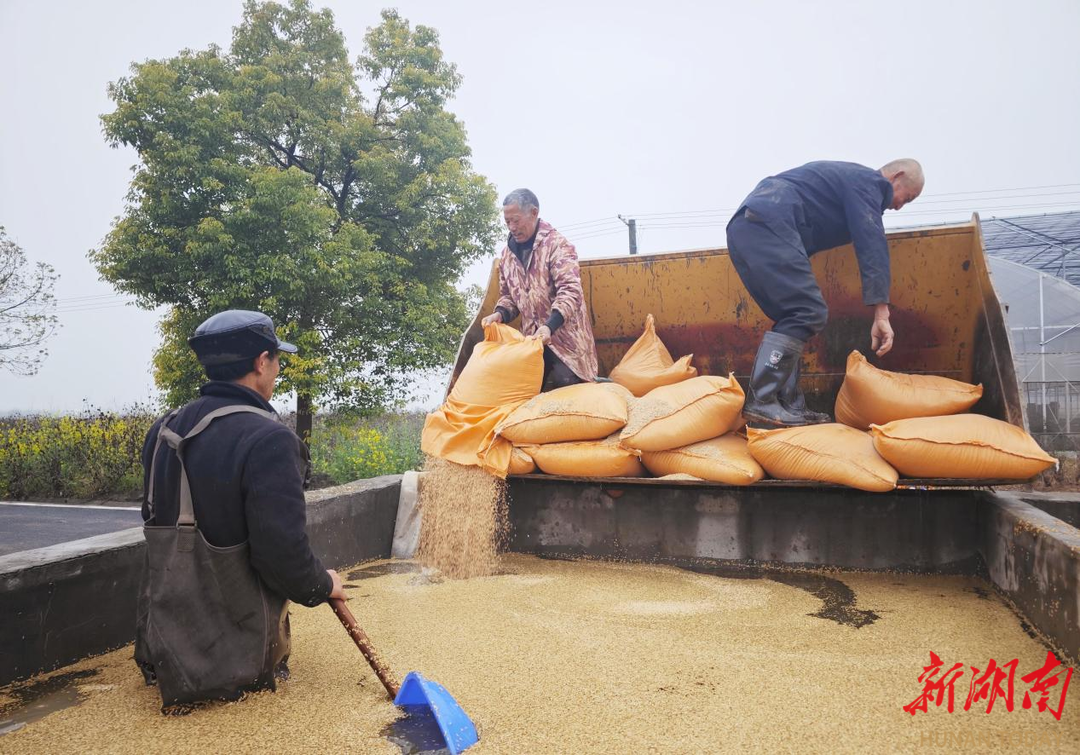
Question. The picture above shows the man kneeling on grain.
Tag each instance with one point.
(225, 520)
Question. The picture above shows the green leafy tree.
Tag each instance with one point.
(27, 309)
(278, 176)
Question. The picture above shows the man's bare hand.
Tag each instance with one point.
(881, 333)
(543, 333)
(338, 591)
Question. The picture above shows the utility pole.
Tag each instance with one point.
(632, 225)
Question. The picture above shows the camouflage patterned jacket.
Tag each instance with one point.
(553, 281)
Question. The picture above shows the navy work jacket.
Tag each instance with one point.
(825, 204)
(246, 475)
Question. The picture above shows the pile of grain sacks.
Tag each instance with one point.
(659, 417)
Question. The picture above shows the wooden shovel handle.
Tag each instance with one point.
(380, 669)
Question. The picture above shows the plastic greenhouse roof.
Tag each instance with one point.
(1049, 243)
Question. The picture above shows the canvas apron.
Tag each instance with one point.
(206, 627)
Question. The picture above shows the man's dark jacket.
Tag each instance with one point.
(246, 475)
(825, 204)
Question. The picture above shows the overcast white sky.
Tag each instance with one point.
(671, 109)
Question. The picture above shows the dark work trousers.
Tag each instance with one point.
(778, 275)
(555, 373)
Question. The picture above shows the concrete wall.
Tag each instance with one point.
(906, 529)
(66, 602)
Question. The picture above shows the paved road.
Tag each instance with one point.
(26, 526)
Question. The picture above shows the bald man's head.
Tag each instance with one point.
(906, 178)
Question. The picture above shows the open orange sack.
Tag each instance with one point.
(875, 396)
(967, 446)
(824, 453)
(688, 412)
(726, 459)
(648, 364)
(586, 459)
(585, 412)
(504, 371)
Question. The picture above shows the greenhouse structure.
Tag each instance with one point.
(1036, 266)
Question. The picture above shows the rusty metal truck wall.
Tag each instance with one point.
(944, 310)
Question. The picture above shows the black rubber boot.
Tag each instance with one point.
(793, 400)
(778, 358)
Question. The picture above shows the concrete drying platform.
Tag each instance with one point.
(71, 600)
(28, 526)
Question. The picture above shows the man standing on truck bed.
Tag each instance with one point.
(787, 218)
(539, 279)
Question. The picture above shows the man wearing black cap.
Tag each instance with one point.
(225, 520)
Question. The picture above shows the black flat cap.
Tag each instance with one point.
(235, 335)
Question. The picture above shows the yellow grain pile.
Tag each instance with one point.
(464, 522)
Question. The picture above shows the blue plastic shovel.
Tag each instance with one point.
(417, 693)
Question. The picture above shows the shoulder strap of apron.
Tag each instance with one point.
(187, 515)
(153, 460)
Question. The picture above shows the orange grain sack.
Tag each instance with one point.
(585, 412)
(586, 459)
(823, 453)
(688, 412)
(504, 371)
(967, 446)
(648, 364)
(725, 459)
(875, 396)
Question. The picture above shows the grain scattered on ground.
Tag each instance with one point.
(585, 657)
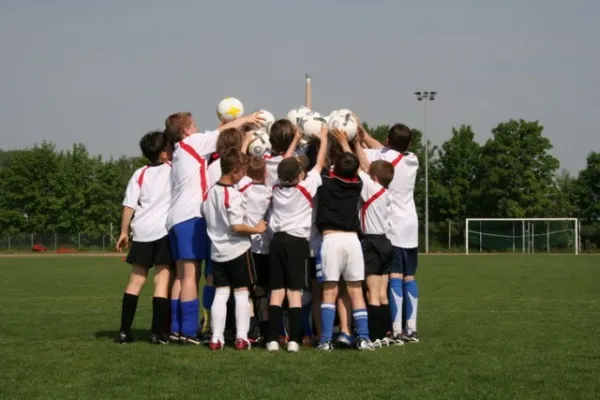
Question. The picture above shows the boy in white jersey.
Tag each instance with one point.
(228, 139)
(187, 228)
(147, 200)
(257, 197)
(290, 221)
(377, 248)
(225, 213)
(404, 227)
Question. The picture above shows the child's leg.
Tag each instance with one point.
(130, 297)
(160, 301)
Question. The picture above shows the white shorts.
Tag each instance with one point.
(341, 256)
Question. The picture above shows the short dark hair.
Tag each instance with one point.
(383, 171)
(346, 166)
(256, 169)
(281, 135)
(175, 125)
(229, 138)
(399, 138)
(152, 144)
(232, 160)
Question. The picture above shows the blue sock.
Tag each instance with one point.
(175, 316)
(396, 291)
(361, 321)
(327, 319)
(411, 294)
(208, 296)
(189, 317)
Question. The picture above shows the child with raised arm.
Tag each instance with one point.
(231, 245)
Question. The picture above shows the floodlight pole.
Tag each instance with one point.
(426, 97)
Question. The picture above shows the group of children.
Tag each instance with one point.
(287, 239)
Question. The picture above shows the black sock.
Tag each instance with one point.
(160, 312)
(374, 321)
(386, 319)
(295, 321)
(128, 311)
(275, 317)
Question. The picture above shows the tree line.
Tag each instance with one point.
(511, 175)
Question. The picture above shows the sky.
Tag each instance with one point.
(105, 72)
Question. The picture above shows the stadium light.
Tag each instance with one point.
(426, 97)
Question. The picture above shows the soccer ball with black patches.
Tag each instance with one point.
(345, 122)
(260, 144)
(311, 124)
(229, 109)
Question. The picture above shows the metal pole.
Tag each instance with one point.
(426, 177)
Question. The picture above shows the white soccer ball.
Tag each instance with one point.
(260, 144)
(311, 124)
(345, 122)
(268, 120)
(229, 109)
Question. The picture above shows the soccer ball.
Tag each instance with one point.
(229, 109)
(311, 123)
(260, 144)
(345, 122)
(269, 119)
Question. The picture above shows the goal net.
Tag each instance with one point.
(522, 235)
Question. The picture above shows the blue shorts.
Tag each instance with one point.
(404, 261)
(189, 240)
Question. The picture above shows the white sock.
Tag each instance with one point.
(218, 313)
(242, 314)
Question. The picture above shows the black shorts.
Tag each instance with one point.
(288, 262)
(236, 273)
(378, 253)
(261, 265)
(149, 254)
(405, 261)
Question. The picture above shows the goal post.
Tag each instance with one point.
(522, 235)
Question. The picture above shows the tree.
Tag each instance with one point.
(516, 172)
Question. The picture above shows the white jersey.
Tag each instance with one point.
(403, 219)
(148, 193)
(257, 197)
(223, 208)
(188, 177)
(292, 207)
(375, 207)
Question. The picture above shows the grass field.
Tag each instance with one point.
(492, 327)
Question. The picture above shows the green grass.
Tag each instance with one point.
(492, 327)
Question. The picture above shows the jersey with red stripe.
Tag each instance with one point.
(188, 177)
(224, 207)
(403, 219)
(148, 193)
(292, 206)
(257, 197)
(375, 207)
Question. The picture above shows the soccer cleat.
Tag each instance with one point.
(125, 338)
(325, 346)
(364, 344)
(216, 346)
(159, 338)
(412, 338)
(307, 341)
(272, 346)
(344, 341)
(242, 344)
(293, 347)
(194, 340)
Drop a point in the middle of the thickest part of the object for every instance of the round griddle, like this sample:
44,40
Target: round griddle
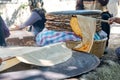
79,63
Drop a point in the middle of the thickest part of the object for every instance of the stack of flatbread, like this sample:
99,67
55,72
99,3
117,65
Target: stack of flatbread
84,27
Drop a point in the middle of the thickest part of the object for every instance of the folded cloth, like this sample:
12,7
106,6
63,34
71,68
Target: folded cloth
47,37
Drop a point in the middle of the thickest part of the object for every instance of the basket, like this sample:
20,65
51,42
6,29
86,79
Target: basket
97,49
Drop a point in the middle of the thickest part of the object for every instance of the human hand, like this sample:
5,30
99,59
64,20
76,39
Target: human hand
111,20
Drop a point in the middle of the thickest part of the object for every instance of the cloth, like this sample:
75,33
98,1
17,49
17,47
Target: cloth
47,37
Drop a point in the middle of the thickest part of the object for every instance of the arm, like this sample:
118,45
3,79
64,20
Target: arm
114,19
103,2
31,20
79,5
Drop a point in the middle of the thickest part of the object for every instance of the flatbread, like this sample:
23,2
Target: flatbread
84,27
41,56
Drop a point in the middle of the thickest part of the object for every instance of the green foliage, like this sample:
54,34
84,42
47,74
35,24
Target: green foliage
106,72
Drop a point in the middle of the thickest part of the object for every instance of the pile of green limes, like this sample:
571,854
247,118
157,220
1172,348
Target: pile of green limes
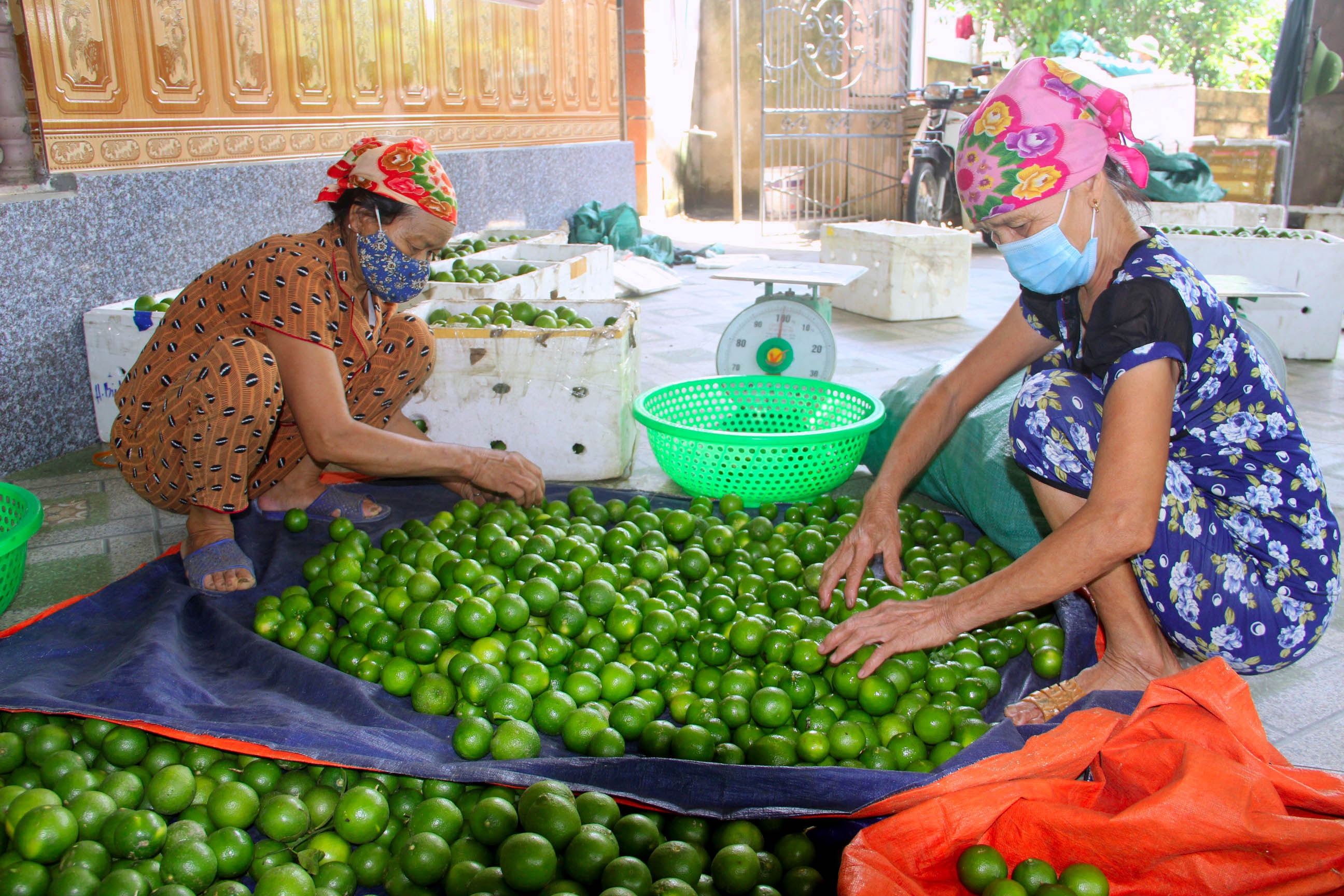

SET PROBLEM
In your copy, repeat each record exactly and include no pictures.

FINAL RESULT
Question. The picture above shows the man kneeling on grain.
Tag each instance with one point.
(225, 520)
Question. The picture above shows the green leafy tree.
Tag each instance with one point.
(27, 309)
(278, 176)
Question. The picture above shows the man's bare hand.
Tag each instance with one point.
(881, 333)
(543, 333)
(338, 591)
Question. The picture above shows the utility pole.
Tag each instance with one point.
(632, 225)
Question. The picture above shows the camouflage patterned jacket.
Tag each instance with one point.
(553, 281)
Question. The picture above shows the navy work jacket.
Tag each instance with one point.
(825, 204)
(246, 475)
Question. The picture above shows the pile of grain sacks.
Tag each instance with one point.
(659, 417)
Question. The picture above shows the wooden shovel handle.
Tag each instance with one point.
(380, 669)
Question. The picture above shows the plastic greenhouse roof.
Tag each instance with one point.
(1049, 243)
Question. The picture above shows the canvas apron.
Tag each instance with one point.
(206, 627)
Question. The picture above shows the man's dark jacket.
Tag each instance with one point.
(246, 475)
(825, 204)
Question. The picture above shows the overcast white sky.
Tag each instance with one point.
(671, 109)
Question. The picture above shows the dark work trousers.
Tag each instance with one point.
(778, 275)
(555, 373)
Question. The picture above shows the concrete wall.
Tag each instance with one point.
(906, 529)
(66, 602)
Question. The picture above shows the paved road.
Tag each instance with one point.
(26, 526)
Question. The picture above shows the bald man's head.
Tag each instance with one point.
(906, 178)
Question. The picture above shows the open orange sack.
Tag each instance with one point.
(875, 396)
(967, 446)
(824, 453)
(688, 412)
(726, 459)
(648, 364)
(586, 459)
(585, 412)
(504, 371)
Question. The picture above shows the greenhouse structure.
Tag each instance with one point.
(1036, 266)
Question. The picture above shows the rusty metal truck wall.
Tag each instance with one point.
(944, 310)
Question. The picture above shows the black rubber boot.
Tag each instance with one point.
(793, 400)
(778, 358)
Question. The picture above shows the concrete drying platform.
Tag each instance with one point.
(71, 600)
(28, 526)
Question. The picture above shows the man standing on truck bed.
Tag each instance with one point.
(787, 218)
(539, 279)
Question. The picture above shows the man wearing black cap.
Tag each instance with one point.
(225, 520)
Question. The picture above shows the black flat cap.
Tag each instance with one point.
(235, 335)
Question. The picture above shows the yellow grain pile.
Tag each instance with one point.
(464, 522)
Question. The picture above shows the blue plastic shovel.
Tag each instance with one point.
(417, 693)
Question. The picture above shows the shoulder strap of apron.
Tag each instance with one point.
(187, 515)
(153, 460)
Question. The picture above shows the orange grain sack.
Tag each instance with one point.
(585, 412)
(586, 459)
(823, 453)
(688, 412)
(504, 371)
(967, 446)
(648, 364)
(725, 459)
(875, 396)
Question. The picture above shows the grain scattered on ground.
Tag each instance with one point.
(585, 657)
Question. The picture above shows the boy in white jersey.
Tag each instance with one point.
(228, 139)
(187, 228)
(147, 200)
(257, 197)
(290, 221)
(377, 248)
(225, 213)
(404, 227)
Question. The picture above shows the child's leg.
Tag each instance with one point.
(130, 297)
(160, 301)
Question. The picture above shows the white shorts.
Tag each instance with one point.
(341, 256)
Question. The picture above shows the short dark hair.
Tag each instance with one point.
(383, 171)
(346, 166)
(256, 169)
(281, 135)
(175, 125)
(229, 138)
(399, 138)
(152, 144)
(232, 160)
Question. The picture above shows the blue sock.
Tag each instance with one point.
(175, 316)
(396, 291)
(361, 321)
(327, 319)
(411, 294)
(208, 296)
(189, 317)
Question. The picture above shows the child with raised arm.
Tag each instance with one point.
(231, 245)
Question. The picture above shows the floodlight pole.
Tag each instance with one point.
(426, 97)
Question. The picture above shows the group of children.
Tag each instance with one point.
(287, 239)
Question. The picture above shows the black sock.
Tag each instance with one point.
(160, 312)
(374, 321)
(386, 319)
(295, 321)
(128, 311)
(275, 317)
Question. The picture above shows the tree line.
Tag each instance with one point.
(511, 175)
Question. The picture above shows the sky.
Tag each instance with one point.
(105, 72)
Question. The picture above shows the stadium light.
Tag each instance with one point.
(426, 97)
Question. The picture above shows the soccer ball with black patches.
Tag each instance with one point.
(345, 122)
(260, 144)
(311, 124)
(229, 109)
Question. The picture above shows the metal pole.
Tag each instance with one point.
(426, 177)
Question. The picture above shows the white soccer ball.
Tag each instance with one point.
(260, 144)
(311, 124)
(345, 122)
(268, 120)
(229, 109)
Question. The picture above shows the soccer ball.
Tag each instance with one point.
(229, 109)
(311, 123)
(260, 144)
(345, 122)
(269, 119)
Question. The picture above shows the goal net.
Tag each instance with one point.
(522, 235)
Question. The picture above shows the blue shorts.
Tag each instance with one point.
(404, 261)
(189, 240)
Question. The picture above shows the white sock.
Tag each instance with one point.
(218, 313)
(242, 314)
Question. The picture above shows the black shorts.
Tag each instance with one point.
(288, 262)
(236, 273)
(378, 253)
(261, 265)
(149, 254)
(405, 261)
Question. The picture above shows the goal post.
Tag each instance with one point.
(522, 235)
Question. The picture above shows the tree.
Tag each instance with one point.
(516, 172)
Question. The picture above shows the white jersey.
Tag each instance with one point.
(403, 219)
(148, 193)
(257, 197)
(223, 208)
(188, 177)
(292, 207)
(375, 207)
Question. The picture above shows the grass field.
Tag each instance with one point.
(492, 327)
Question. The picture above shows the green grass.
Tag each instance with one point.
(492, 327)
Question. The picture above shows the jersey with red stripe.
Tag each instance with one point.
(188, 177)
(224, 207)
(403, 219)
(148, 193)
(292, 206)
(257, 197)
(375, 207)
Question. The picture above shows the soccer cleat.
Tag each instance with one point.
(125, 338)
(325, 346)
(364, 344)
(216, 346)
(159, 338)
(412, 338)
(307, 341)
(272, 346)
(344, 341)
(242, 344)
(293, 347)
(194, 340)
Drop a point in the middle of the thickest part of the object for every instance of the round griddle, like this sample:
44,40
Target: round griddle
79,63
Drop a point in the middle of the thickest part of the object for every instance of the stack of flatbread, like this sample:
99,67
55,72
99,3
117,65
Target: stack of flatbread
84,27
Drop a point in the middle of the thickest part of the object for every instance of the folded cloth, like this sample:
12,7
106,6
63,34
71,68
Target: folded cloth
47,37
Drop a point in the middle of the thickest part of the object for every instance of the basket, like this sample:
20,65
51,42
6,29
86,79
Target: basket
97,49
Drop a point in the middle of the thickest part of the object for every instance of the human hand, like this sample:
5,30
99,59
64,20
76,39
Target: human hand
111,20
Drop a point in the middle of the thickest part of the object for every instance of the cloth, like this sample:
75,33
98,1
17,49
17,47
Target: cloth
47,37
Drop a point in the middle of the thickest part of the object for every instance of the arm, like this sample:
118,45
3,79
64,20
Target: arm
114,19
103,2
31,20
79,5
Drop a point in the middle of the thickest part of the object for every instance of the flatbread, like this sample:
23,2
Target: flatbread
84,27
41,56
Drop a point in the middle of the thickest part of the object for every instance of the green foliage, like this sample:
54,34
84,42
47,74
35,24
Target: green foliage
106,72
Drop a point in the middle of the thickest part of the object for every instance of the pile of green limes, like this sample:
571,854
247,118
157,220
1172,348
Target: pile of green limes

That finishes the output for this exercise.